Task description:
Write out again the lines from the line with "[[758, 440], [75, 417], [876, 621], [837, 379]]" up to and including the line with "the yellow bead", exactly as they stand below, and skip any picture.

Data shown:

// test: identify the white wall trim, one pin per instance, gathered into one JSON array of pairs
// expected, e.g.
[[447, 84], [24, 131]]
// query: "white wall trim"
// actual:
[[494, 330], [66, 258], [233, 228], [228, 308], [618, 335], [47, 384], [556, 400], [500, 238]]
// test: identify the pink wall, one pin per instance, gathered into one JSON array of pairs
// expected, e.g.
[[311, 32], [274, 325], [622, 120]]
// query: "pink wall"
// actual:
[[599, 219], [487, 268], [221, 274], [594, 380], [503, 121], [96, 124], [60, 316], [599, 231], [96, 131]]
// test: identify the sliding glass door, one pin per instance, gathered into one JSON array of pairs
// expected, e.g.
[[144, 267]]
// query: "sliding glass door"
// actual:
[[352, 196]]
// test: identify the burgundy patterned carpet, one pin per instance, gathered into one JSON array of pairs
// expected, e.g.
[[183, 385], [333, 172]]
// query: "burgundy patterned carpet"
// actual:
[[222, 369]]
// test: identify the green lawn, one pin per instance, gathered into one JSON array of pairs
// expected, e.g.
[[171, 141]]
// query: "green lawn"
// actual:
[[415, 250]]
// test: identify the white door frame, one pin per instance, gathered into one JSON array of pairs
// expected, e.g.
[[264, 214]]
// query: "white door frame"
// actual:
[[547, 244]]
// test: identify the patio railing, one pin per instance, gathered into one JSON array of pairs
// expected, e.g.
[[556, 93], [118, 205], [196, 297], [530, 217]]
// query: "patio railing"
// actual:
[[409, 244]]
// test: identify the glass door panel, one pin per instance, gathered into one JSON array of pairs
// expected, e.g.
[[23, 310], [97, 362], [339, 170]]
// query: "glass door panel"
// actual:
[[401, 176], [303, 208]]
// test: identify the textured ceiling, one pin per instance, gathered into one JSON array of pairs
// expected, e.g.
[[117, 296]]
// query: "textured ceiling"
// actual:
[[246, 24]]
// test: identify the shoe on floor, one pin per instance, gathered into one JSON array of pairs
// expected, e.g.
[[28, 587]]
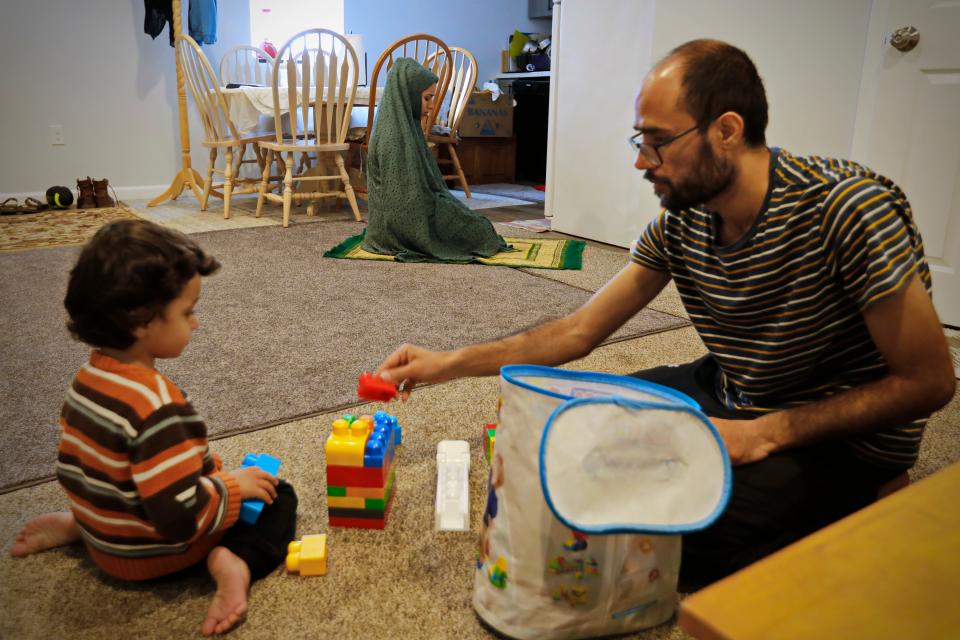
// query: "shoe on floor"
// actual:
[[100, 194], [85, 197]]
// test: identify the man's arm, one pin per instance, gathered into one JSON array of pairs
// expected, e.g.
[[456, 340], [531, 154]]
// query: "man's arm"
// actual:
[[553, 343], [919, 380]]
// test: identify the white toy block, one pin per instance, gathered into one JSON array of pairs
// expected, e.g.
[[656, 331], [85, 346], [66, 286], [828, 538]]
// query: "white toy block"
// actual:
[[453, 485]]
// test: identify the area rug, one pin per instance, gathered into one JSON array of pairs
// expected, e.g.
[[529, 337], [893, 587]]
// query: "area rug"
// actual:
[[527, 253], [283, 333], [56, 228]]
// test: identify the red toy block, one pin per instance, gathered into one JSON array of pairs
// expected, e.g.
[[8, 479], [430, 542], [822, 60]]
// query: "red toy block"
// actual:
[[363, 523], [375, 388], [339, 476]]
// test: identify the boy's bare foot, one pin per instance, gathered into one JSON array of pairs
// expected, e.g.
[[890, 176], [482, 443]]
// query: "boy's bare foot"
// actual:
[[230, 602], [45, 532]]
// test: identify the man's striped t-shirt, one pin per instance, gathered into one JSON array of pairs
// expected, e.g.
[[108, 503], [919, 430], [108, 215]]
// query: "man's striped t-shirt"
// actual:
[[781, 308]]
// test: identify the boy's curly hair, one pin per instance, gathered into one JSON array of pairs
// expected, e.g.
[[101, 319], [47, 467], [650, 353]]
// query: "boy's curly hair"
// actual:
[[124, 278]]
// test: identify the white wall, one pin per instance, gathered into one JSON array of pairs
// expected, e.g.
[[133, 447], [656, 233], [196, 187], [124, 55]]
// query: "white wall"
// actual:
[[89, 67], [810, 56]]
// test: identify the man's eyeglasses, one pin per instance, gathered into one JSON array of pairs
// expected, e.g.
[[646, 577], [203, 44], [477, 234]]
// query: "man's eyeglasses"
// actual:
[[651, 152]]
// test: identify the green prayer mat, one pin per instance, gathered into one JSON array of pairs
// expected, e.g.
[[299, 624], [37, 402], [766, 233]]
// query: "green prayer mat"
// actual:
[[530, 253]]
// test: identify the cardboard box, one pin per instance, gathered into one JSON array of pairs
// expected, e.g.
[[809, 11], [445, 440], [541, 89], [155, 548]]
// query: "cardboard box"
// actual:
[[485, 118]]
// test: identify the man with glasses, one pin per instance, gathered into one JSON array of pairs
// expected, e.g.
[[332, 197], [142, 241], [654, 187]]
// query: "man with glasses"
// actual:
[[806, 279]]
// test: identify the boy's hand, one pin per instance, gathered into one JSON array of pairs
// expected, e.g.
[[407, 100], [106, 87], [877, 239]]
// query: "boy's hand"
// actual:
[[256, 483]]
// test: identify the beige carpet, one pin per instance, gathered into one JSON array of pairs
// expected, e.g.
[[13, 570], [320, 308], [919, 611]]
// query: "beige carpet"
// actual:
[[404, 582]]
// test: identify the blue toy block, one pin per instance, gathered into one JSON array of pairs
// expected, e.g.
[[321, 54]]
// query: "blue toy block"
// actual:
[[382, 441], [250, 509]]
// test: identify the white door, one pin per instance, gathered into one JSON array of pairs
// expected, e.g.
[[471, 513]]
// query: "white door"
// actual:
[[909, 128]]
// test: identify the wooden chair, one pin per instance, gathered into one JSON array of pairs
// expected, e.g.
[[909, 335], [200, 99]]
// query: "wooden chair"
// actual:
[[445, 132], [321, 88], [431, 52], [246, 64], [219, 131]]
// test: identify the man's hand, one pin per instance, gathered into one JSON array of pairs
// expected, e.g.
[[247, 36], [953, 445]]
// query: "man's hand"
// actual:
[[746, 440], [410, 365], [256, 483]]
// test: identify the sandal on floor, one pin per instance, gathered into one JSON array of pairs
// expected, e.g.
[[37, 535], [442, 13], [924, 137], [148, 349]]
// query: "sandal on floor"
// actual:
[[9, 206], [32, 205]]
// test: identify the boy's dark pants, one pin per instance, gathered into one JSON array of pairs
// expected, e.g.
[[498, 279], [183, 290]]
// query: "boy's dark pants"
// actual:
[[263, 546], [773, 502]]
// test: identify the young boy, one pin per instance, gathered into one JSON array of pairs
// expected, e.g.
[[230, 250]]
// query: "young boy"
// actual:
[[147, 497]]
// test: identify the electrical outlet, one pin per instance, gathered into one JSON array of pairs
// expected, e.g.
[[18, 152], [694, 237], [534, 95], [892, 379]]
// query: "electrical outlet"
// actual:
[[56, 135]]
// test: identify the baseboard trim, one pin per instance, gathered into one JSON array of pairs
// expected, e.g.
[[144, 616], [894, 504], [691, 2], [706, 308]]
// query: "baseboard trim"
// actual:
[[124, 193]]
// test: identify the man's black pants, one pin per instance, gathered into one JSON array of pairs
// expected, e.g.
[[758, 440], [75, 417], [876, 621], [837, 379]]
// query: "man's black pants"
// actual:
[[773, 502]]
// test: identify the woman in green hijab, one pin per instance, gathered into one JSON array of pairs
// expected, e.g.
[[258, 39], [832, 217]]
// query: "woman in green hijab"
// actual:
[[412, 214]]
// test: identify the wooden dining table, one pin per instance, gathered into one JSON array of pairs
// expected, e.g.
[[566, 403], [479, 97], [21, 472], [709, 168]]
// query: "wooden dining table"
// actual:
[[251, 108]]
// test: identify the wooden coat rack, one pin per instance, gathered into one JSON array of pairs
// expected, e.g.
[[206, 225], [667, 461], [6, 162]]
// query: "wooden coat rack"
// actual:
[[187, 175]]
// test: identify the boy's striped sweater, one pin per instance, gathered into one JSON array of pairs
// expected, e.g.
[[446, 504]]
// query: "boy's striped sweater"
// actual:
[[146, 492]]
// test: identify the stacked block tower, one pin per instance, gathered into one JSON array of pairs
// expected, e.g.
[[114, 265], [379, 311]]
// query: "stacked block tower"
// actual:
[[361, 470]]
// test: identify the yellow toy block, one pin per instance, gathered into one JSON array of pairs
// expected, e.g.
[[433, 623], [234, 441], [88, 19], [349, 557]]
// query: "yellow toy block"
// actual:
[[308, 556], [346, 443]]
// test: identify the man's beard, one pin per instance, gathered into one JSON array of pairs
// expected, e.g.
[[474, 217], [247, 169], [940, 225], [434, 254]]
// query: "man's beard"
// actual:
[[711, 177]]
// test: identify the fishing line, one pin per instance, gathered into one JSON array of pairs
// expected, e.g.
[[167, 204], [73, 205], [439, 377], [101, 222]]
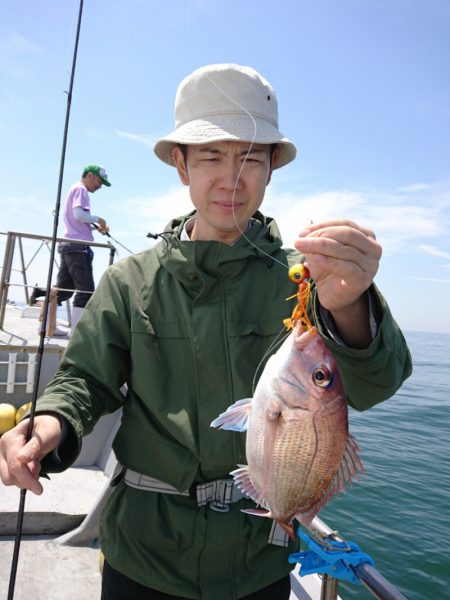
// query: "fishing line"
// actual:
[[272, 348], [255, 131], [40, 351]]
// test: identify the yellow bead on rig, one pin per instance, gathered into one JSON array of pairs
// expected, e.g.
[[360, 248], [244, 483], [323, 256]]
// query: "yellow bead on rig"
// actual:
[[300, 275]]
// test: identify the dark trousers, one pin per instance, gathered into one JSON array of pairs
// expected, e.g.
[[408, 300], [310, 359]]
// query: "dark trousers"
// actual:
[[116, 586], [75, 272]]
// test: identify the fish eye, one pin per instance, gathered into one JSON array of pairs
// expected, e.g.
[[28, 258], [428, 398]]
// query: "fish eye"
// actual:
[[322, 377]]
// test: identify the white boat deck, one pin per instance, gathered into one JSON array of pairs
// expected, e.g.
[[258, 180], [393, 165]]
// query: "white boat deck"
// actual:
[[59, 552]]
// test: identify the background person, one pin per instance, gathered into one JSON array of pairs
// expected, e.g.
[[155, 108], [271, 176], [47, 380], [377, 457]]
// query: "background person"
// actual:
[[186, 325], [75, 270]]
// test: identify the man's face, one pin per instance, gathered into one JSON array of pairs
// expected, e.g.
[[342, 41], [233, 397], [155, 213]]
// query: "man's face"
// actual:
[[227, 182], [92, 182]]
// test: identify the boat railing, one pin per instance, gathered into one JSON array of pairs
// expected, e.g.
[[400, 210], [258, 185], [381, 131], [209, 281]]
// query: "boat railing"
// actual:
[[372, 579], [15, 238]]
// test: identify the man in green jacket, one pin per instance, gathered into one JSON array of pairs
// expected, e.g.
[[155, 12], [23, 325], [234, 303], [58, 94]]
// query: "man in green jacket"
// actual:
[[185, 325]]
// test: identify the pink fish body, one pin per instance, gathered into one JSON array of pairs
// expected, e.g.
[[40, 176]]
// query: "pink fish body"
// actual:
[[298, 446]]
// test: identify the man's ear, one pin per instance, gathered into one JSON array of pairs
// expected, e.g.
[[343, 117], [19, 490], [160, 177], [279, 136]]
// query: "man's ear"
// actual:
[[273, 162], [180, 164]]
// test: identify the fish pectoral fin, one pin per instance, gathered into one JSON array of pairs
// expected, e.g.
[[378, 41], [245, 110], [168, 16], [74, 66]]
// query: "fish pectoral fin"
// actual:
[[349, 467], [235, 418], [242, 479]]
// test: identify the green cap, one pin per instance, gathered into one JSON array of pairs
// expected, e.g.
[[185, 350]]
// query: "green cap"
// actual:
[[99, 171]]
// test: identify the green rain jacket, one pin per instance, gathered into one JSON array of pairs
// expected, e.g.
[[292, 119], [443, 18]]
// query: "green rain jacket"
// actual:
[[185, 325]]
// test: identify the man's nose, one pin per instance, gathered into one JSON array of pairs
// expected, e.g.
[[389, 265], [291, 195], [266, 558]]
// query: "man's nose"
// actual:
[[231, 175]]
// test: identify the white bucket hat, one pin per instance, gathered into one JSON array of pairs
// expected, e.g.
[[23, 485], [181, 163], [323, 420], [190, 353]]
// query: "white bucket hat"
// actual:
[[225, 102]]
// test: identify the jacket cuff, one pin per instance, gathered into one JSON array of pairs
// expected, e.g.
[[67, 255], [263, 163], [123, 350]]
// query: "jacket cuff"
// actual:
[[66, 451]]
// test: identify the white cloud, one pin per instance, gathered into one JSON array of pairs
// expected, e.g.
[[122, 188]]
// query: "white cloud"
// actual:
[[434, 251], [140, 138], [24, 205], [399, 219]]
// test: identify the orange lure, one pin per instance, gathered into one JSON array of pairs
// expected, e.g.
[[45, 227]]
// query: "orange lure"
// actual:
[[300, 275]]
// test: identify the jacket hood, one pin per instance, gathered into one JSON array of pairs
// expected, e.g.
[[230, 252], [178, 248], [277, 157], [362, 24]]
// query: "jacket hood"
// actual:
[[188, 260]]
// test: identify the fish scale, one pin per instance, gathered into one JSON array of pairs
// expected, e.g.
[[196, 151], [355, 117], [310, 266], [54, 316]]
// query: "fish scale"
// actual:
[[298, 447]]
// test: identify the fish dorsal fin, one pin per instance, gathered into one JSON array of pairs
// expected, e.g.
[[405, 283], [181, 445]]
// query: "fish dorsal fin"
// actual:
[[235, 418], [242, 479]]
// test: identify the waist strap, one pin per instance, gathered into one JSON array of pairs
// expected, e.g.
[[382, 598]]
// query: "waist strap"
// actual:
[[219, 494]]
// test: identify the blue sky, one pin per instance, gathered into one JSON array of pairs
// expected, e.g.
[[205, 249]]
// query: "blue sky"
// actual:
[[363, 90]]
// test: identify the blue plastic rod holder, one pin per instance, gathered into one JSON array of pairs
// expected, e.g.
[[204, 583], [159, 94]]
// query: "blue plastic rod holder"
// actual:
[[330, 556]]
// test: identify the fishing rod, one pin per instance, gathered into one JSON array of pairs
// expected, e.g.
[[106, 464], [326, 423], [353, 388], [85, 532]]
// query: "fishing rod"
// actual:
[[111, 237], [40, 351]]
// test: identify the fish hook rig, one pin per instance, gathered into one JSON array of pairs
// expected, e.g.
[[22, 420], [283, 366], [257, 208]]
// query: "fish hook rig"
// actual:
[[299, 274], [330, 556]]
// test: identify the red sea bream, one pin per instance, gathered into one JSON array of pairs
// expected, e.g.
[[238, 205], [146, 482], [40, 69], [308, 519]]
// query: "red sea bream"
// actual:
[[298, 446]]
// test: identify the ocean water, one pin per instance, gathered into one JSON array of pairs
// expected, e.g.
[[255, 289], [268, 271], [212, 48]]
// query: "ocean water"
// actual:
[[399, 513]]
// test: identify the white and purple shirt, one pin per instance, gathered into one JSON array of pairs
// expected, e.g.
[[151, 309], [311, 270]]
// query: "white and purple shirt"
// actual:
[[78, 197]]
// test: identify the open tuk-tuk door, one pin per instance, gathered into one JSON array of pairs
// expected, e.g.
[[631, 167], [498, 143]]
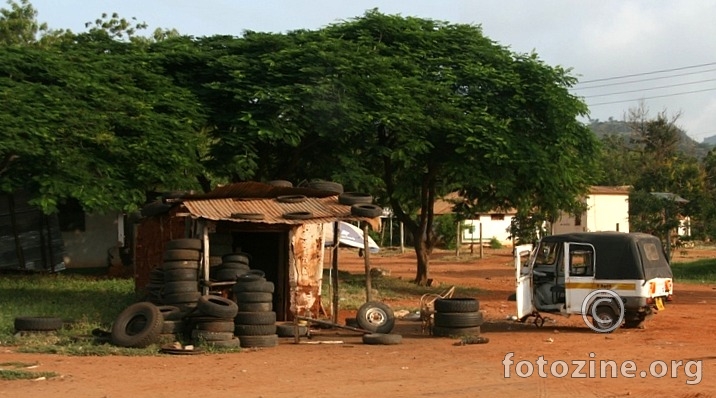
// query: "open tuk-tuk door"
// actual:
[[523, 286]]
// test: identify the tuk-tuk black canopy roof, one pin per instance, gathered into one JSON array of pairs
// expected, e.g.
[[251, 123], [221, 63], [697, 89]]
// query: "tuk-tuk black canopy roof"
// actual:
[[620, 255]]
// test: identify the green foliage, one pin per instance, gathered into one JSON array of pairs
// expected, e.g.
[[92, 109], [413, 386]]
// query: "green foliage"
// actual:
[[446, 231], [700, 271], [495, 243]]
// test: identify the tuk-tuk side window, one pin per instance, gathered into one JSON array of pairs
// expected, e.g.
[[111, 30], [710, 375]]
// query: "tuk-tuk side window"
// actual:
[[546, 254], [581, 260]]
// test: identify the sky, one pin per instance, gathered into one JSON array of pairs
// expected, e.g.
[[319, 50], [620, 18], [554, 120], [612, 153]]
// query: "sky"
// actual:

Solution for this task:
[[758, 440], [75, 417], [876, 621], [837, 379]]
// query: "man's black pants"
// actual:
[[773, 502]]
// test: identify the woman in green hijab, one pin per instance, gathered into one JSON array of pairs
// expected, e.g.
[[258, 39], [832, 217]]
// query: "woman in green hijab"
// actual:
[[412, 214]]
// test: identify the wooden dining table, one pin per instance, gathered into one JSON array of pairs
// expected, e.g.
[[566, 403], [479, 97], [21, 472], [709, 168]]
// query: "wooden dining table"
// actual:
[[251, 108]]
// test: identify the wooden coat rack, one pin per instance, gathered into one JSON array of pairs
// expected, e.g.
[[206, 225], [667, 461], [6, 162]]
// query: "wooden coat rack"
// actual:
[[187, 175]]
// test: identify the boy's striped sweater, one pin per instance, gathered into one JSON array of pairs
// expected, e.g.
[[446, 504]]
// query: "boy's striped sweater"
// actual:
[[146, 492]]
// test: identify the stacked block tower, one pin per instance, gathered into one JSON array of pairs
// expected, e.g.
[[114, 265], [379, 311]]
// query: "stacked block tower"
// actual:
[[361, 470]]
// test: identify the yellow toy block, one pin per instance, gathered into one JSON array of pairs
// expected, e.g.
[[433, 623], [234, 441], [88, 19], [349, 557]]
// query: "yellow toy block"
// actual:
[[308, 556], [346, 443]]
// test: identify the man's beard, one pin per instance, gathered into one JSON array of pairs
// expected, e.g.
[[474, 217], [247, 169], [940, 225], [434, 254]]
// query: "man's beard"
// actual:
[[711, 177]]
// test: identify the fishing line, one pin per instance, gathered into one JSON array of pairs
// expected, e.g.
[[167, 204], [73, 205], [439, 377], [101, 222]]
// query: "fishing line"
// actual:
[[272, 348], [255, 131], [40, 351]]
// test: identify the yellow bead on rig, one pin per instance, gathered into one JSON array of pairs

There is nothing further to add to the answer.